§ **Directions**
[1] From the protocol message, quote word for word the part that opens with the words containing "then $1 and" and closes with "at the moment.".
[2] Condense the paragraph of the protocol message that starts "The NAME operation assigns" into two shorter sentences that keep its main facts.

§ **Document excerpt**
################
I had been wondering about handling failed requests by setting the
"output register" to a value meaning "invalid".  If that register was
later used on the right-hand-side of an operation, that operation
would fail.  If the client sends these requests along the pipeline:

  $0 = ROOT
  $1 = LOOKUP($0, "hoome")
  $2 = LOOKUP($1, "mbp")

then $1 and $2 will be set to INVALID, and the third operation will
always fail.  Later, perhaps much later, the client will find all of
this out, and presumably try to recover somehow, or at least stop trying.

> An additional source of cached names is in the directory scanning when
> doing a recursive transfer.  My protocol has specific commands that
> refer to a name index within a specified directory so that the receiving
> side can request changed files using a small binary value instead of a
> full pathname.

That makes sense; I don't really have anything to add at the moment.

> One more area of complexity that you don't mention (and I don't either
> in my new-protocol doc):  there are some operations where 2 names need
> to be associated with one operation.  This happens when we have both a
> destination file and a basis file.  My current cache implementation
> allows both of these names to be associated with a single cache element
> (though I need to improve this a bit in rzync) and lets the sig/patch
> stage snag them both.

I would suggest:

  ...
  $2 = LOOKUP($1, "oldfile")
  $3 = NAME($1, "newfile)
  $4 = RENAME($2, $3, overwrite)

The NAME operation assigns a register without requiring that the file
already exist.  The $4 register in this case probably ends up the same
as $3 -- I just want it there as a way to make later operations depend
on the successful outcome.

The perl-ish terminology is kind of rough I admit, but hopefully you
can see where I'm heading.

-- 
Martin
################
§ **Data section**
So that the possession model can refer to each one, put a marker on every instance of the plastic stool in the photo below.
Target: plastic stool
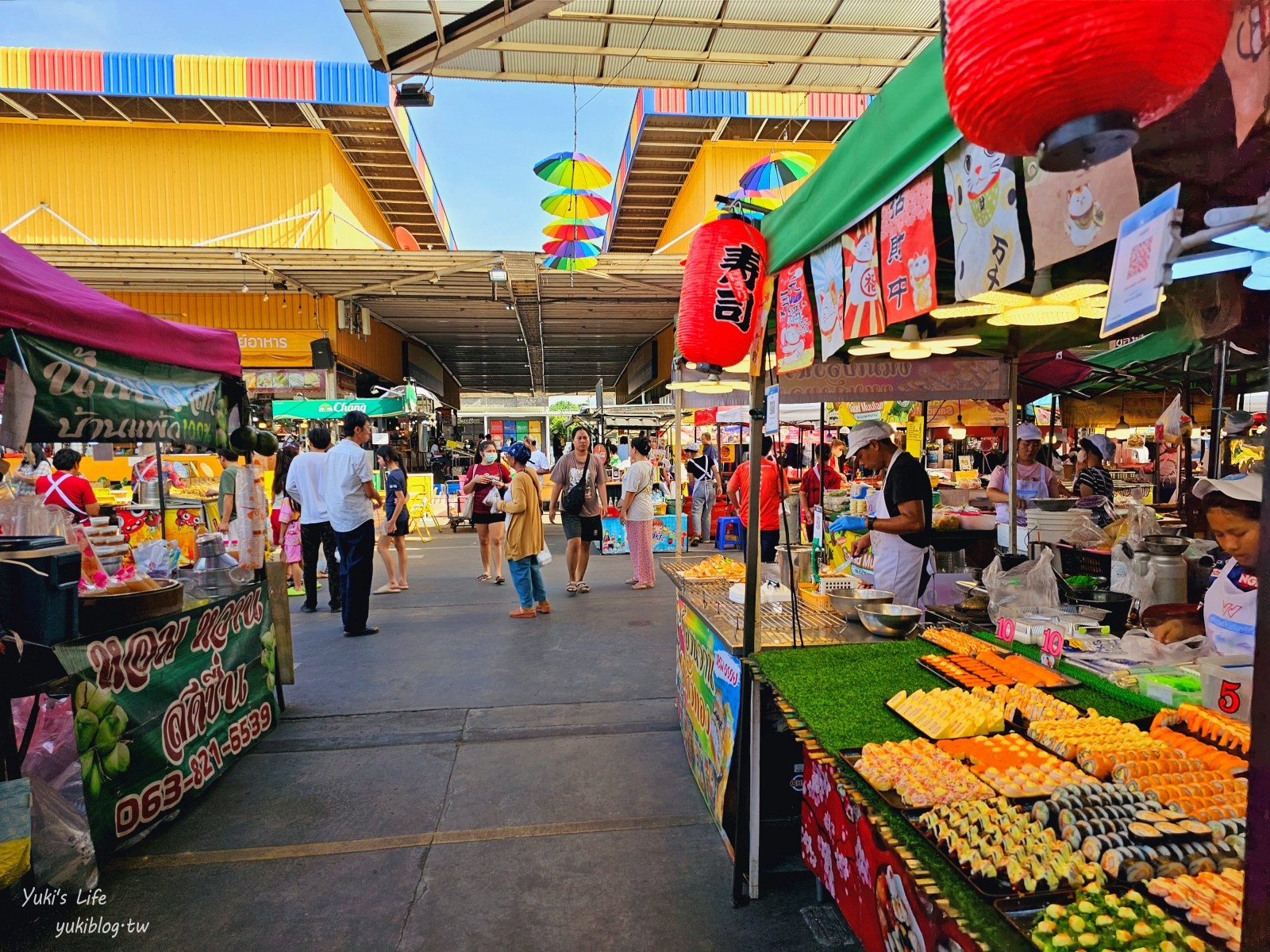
(725, 526)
################
§ **Responses to the tasks**
[1]
then $1 and $2 will be set to INVALID, and the third operation will
always fail.  Later, perhaps much later, the client will find all of
this out, and presumably try to recover somehow, or at least stop trying.

> An additional source of cached names is in the directory scanning when
> doing a recursive transfer.  My protocol has specific commands that
> refer to a name index within a specified directory so that the receiving
> side can request changed files using a small binary value instead of a
> full pathname.

That makes sense; I don't really have anything to add at the moment.

[2] The NAME operation assigns a register without requiring the file to exist already. The $4 register will probably match $3, but it is kept so that later operations depend on the rename succeeding.